[Aim] Could you extend the comment thread on climate policy and U.S. oil drilling, starting right after its final sentence?

[Extract provided]
********************

How about this: you can do anything you want as part of a national policy on climate change as long I can continue to afford to own an 1800ft2 house in a middle-class suburban neighborhood on a 3000ft2 lot with a family of 4 on both a cooling (a/c) and heating season (i.e. suburban large town, Pennsylvania); 2 cars, one small and one large; and 4 weeks of vacation; on an annual family salary of $70k with a technical degree and 5 years experience. If you consider utilities and living expenses as the major drivers along with access to middle class jobs at a 6% unemployment rate, regular personal vehicle use, and unrestricted moderate-cost national travel, then we can say that the sacrifices expected with implementing climate change cost policies are fair and reasonable with all the permutations that would be possible with family type, living location, skill sets, and lifestyle choices, against the 'standard' above. Bush said that the only way the economy could grow is drill baby drill. That is a pretty dim witted outlook. Jer, Try asking God. Perhaps he's inclined to guarantee you your American Dream. Actualy sjc what bush said was if we didnt drill more we would likely run into problems with oil costs long before we were ready with solutions to the need for oil. Dear Anne, Good for you. I am glad that your mental illness is not keeping you from sharing your views with others. Sincerely, Jer. We can not drill our way out of the problem and most people know this. We produce less than 6 million barrels per day and use more than 18 million barrels per day. We peaked in 1970 at just under 10 million barrels per day and import more than 60% of what we use. The liability in the Gulf was reduced to$75 million to encourage development starting 2003, it made up for some of the field decline.

********************

[Recorded data]
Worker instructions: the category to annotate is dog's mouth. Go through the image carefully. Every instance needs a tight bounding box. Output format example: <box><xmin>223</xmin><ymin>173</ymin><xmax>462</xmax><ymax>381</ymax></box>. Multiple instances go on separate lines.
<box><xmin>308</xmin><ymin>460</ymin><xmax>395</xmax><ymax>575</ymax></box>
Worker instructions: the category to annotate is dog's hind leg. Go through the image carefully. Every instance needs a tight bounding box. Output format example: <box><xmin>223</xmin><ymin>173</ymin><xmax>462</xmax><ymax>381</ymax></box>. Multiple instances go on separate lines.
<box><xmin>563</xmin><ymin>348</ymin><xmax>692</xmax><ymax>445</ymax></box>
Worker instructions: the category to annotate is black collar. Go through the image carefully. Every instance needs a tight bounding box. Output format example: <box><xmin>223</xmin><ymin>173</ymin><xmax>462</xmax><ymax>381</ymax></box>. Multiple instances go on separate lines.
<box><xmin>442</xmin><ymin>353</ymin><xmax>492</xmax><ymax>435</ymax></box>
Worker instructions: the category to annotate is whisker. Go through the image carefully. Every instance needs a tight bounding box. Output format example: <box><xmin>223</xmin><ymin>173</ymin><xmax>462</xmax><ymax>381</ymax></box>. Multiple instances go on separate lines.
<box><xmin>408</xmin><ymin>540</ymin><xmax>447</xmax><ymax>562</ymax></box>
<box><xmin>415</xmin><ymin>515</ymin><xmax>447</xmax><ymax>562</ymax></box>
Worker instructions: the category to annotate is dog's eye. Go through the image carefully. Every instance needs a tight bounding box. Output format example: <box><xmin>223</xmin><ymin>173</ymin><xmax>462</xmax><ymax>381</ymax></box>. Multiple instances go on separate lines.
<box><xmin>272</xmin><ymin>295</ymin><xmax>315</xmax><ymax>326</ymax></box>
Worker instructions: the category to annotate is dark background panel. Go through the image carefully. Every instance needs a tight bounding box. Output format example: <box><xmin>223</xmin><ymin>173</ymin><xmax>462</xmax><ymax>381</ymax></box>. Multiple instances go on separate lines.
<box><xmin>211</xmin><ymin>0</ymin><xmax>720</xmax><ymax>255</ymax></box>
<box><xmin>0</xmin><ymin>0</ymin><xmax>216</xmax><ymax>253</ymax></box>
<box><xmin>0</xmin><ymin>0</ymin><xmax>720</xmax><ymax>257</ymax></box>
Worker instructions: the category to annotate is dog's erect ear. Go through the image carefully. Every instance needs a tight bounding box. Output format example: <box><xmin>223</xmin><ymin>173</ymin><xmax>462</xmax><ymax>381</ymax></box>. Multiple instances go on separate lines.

********************

[Written response]
Only a child would view drilling as that sjc. Its about doing our part to keep things running globaly until our tech manages to overcome the root problems. Until then every well we dont drill means higher oil prices.. and that means someone else far away gets that closer to death.

But I guess you dont care about that do you?

if we had dollar gas again the economy would pick up
from cheaper goods and traveling

but dollar gas is never going to happen again

w2000,

You are not making much sense, having a difficult day?

Ill make it simple so you can understand. If we dont drill and global supplies dip below demand who winds up losing? Not us. The weaker nations who cant afford to buy the oil are the ones who fall first.

If we drill we MIGHT postpone that fall long enough for us to cut our consumption and for them to leapfrog out of oil. But if we dont drill we prolly will miss that deadline by quite a bit.

When you have a finite resource, the faster you extract it and the faster you use it the more quickly you will run out.

We do not have to wait for anything, synthetic fuels were developed 80 years ago. We have 100 years of natural gas, 200 years of coal and biomass is sustainable at 1 billion tons per year.

Yes, the US has enough coal to meet 200 years worth of its current energy needs (1). Now we need the wisdom not to use it, because using it would do us irreparable harm.

(1) But who thinks that US energy needs will not grow? And of course the world as a whole has only about 100 years worth of coal even at current rates of energy consumption. Whoever develops non-fossil energy will do well, both by using it themselves and selling it to others.

Drill baby Drill and Biofuel baby Biofuel will not solve the root problem that USA is facing.

The lasting solution is to do more with less liquid fuel. This could be done much sooner than claimed with:

1. Improved 50+ mpg ICE.
2. Improved 80 + mpg HEVs.
3. Improved 200 + mpg PHEVs
4. Improved, no fuel, BEVs.
5. Medium speed cargo e-trains.
6. High speed passengers e-trains
7. 54-foot cargo trailers and containers on e-trains.
8. Short range e-tractors at both ends.
9. All electric houses with high level energy conservation applied.
10.SG will be a short term fix.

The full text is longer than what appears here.